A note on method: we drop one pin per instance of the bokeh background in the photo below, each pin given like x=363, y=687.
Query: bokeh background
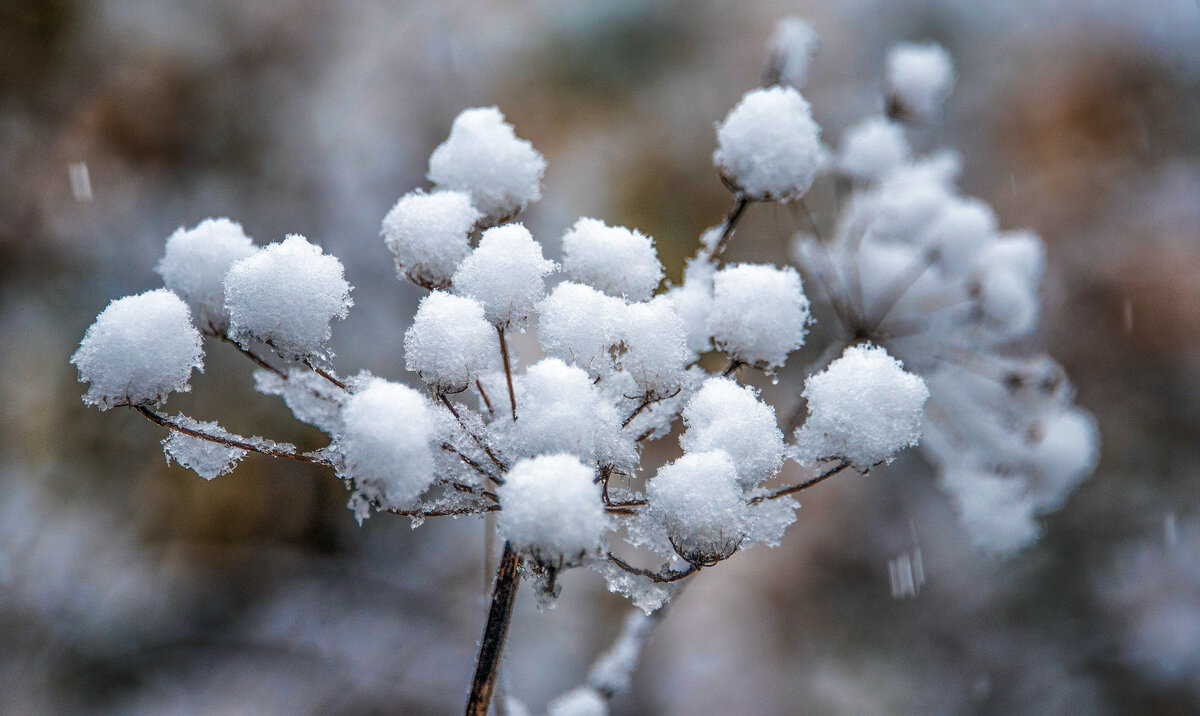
x=127, y=585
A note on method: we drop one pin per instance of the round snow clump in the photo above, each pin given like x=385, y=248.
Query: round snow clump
x=581, y=325
x=655, y=347
x=139, y=349
x=429, y=235
x=286, y=295
x=196, y=263
x=1020, y=252
x=919, y=77
x=450, y=342
x=484, y=157
x=791, y=48
x=582, y=701
x=507, y=274
x=388, y=441
x=768, y=146
x=617, y=260
x=552, y=510
x=994, y=509
x=863, y=408
x=562, y=410
x=724, y=415
x=760, y=313
x=963, y=229
x=699, y=503
x=1066, y=453
x=873, y=149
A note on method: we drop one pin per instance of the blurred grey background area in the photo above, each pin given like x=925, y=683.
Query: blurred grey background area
x=130, y=587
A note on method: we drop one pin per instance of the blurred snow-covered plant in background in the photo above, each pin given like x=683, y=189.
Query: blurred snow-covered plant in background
x=924, y=293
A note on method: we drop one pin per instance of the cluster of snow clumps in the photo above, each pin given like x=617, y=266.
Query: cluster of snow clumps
x=922, y=288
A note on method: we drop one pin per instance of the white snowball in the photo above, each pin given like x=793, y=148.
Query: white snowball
x=864, y=408
x=195, y=265
x=1066, y=453
x=311, y=398
x=768, y=146
x=724, y=415
x=552, y=510
x=792, y=46
x=655, y=347
x=994, y=509
x=919, y=77
x=430, y=235
x=507, y=274
x=581, y=701
x=694, y=302
x=1007, y=301
x=286, y=295
x=617, y=260
x=700, y=504
x=1020, y=252
x=138, y=350
x=559, y=409
x=873, y=149
x=450, y=342
x=388, y=444
x=581, y=325
x=760, y=313
x=484, y=157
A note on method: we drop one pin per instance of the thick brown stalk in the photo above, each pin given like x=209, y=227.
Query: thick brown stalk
x=508, y=578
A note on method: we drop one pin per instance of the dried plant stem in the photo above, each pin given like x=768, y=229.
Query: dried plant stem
x=508, y=578
x=795, y=488
x=663, y=576
x=731, y=224
x=478, y=440
x=253, y=356
x=162, y=420
x=508, y=371
x=327, y=375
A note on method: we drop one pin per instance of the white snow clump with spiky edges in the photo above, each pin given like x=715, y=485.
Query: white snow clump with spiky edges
x=450, y=342
x=484, y=157
x=617, y=260
x=551, y=509
x=195, y=265
x=863, y=408
x=430, y=235
x=286, y=295
x=769, y=146
x=138, y=350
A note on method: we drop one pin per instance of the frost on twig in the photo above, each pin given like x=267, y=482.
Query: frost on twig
x=924, y=290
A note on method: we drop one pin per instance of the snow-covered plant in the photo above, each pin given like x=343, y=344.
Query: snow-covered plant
x=919, y=290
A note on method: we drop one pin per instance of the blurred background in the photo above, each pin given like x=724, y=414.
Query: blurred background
x=129, y=585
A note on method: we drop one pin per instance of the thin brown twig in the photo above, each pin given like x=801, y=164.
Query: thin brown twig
x=795, y=488
x=478, y=440
x=508, y=371
x=253, y=356
x=327, y=375
x=162, y=420
x=661, y=576
x=731, y=223
x=483, y=393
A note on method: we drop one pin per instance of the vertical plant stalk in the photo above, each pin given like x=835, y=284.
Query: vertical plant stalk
x=508, y=578
x=508, y=371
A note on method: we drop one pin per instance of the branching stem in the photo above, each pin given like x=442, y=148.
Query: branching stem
x=508, y=371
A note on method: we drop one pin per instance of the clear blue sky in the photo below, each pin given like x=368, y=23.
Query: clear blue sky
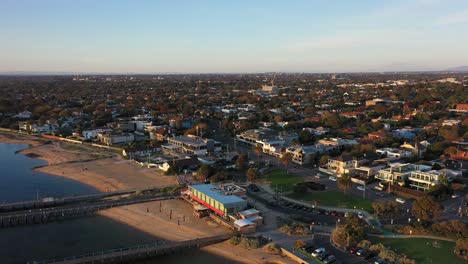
x=232, y=36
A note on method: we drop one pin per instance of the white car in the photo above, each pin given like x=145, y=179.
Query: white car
x=318, y=251
x=400, y=200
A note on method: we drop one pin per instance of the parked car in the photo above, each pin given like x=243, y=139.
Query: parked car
x=379, y=261
x=352, y=250
x=329, y=259
x=361, y=253
x=318, y=251
x=400, y=200
x=322, y=256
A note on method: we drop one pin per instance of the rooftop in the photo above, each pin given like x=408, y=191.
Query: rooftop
x=220, y=195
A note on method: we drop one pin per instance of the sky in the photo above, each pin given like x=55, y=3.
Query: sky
x=214, y=36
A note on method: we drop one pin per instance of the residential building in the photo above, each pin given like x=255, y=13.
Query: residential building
x=193, y=145
x=113, y=138
x=344, y=164
x=304, y=154
x=394, y=152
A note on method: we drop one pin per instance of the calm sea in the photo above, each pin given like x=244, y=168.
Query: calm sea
x=21, y=244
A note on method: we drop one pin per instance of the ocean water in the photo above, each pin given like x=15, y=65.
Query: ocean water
x=22, y=244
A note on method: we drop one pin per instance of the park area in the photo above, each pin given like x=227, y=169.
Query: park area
x=423, y=250
x=282, y=182
x=334, y=199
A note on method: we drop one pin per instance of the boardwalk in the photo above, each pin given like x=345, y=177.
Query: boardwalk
x=25, y=205
x=145, y=251
x=45, y=215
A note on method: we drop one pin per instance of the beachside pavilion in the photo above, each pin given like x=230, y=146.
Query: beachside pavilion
x=221, y=200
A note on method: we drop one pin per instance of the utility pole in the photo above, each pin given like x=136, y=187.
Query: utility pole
x=364, y=192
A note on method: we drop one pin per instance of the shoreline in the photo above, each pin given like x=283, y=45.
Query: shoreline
x=104, y=173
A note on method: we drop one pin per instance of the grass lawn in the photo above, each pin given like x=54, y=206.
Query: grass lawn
x=335, y=199
x=282, y=181
x=422, y=250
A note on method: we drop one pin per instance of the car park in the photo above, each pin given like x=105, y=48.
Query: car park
x=400, y=200
x=329, y=259
x=322, y=256
x=318, y=251
x=352, y=250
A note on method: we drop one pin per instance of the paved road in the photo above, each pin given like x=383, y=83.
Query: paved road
x=323, y=240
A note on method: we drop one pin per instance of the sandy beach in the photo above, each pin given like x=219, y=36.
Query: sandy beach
x=108, y=172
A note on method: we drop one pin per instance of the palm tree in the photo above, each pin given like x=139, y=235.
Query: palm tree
x=286, y=160
x=258, y=150
x=344, y=182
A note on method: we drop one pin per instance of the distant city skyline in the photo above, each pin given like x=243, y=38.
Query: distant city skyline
x=232, y=36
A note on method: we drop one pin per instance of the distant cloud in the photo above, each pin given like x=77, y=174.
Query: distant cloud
x=454, y=18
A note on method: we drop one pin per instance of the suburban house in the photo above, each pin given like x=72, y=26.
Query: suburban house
x=192, y=144
x=420, y=177
x=394, y=152
x=179, y=164
x=37, y=129
x=112, y=138
x=24, y=115
x=418, y=148
x=93, y=134
x=344, y=164
x=303, y=154
x=131, y=153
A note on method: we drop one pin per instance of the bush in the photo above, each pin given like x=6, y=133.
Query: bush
x=295, y=229
x=452, y=228
x=299, y=243
x=249, y=243
x=235, y=240
x=272, y=248
x=246, y=242
x=461, y=248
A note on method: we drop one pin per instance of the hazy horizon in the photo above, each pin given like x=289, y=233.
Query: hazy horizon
x=154, y=37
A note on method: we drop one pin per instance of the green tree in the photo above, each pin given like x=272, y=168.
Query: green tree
x=299, y=243
x=286, y=160
x=257, y=149
x=252, y=174
x=324, y=160
x=426, y=208
x=461, y=248
x=204, y=172
x=344, y=182
x=240, y=162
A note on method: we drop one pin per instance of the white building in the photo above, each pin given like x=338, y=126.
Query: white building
x=394, y=152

■ What this task involves: Rescale the items starting with the line containing "like x=383, y=83." and going on through the line containing "x=108, y=172". Reproduce each of those lines, requests included, and multiply every answer coordinate by 1.05, rounding to whole numbers with halves going up. Leave the numbers in the requests and their format samples unchanged, and output these lines alone.

■ Full response:
A note on method: we drop one pin per instance of the paved road in the photo above, each pin given like x=383, y=83.
Query: paved road
x=339, y=252
A note on method: we drop one pin per instance of the sandy beach in the photo above, each pin given like x=219, y=36.
Query: sandy beach
x=113, y=181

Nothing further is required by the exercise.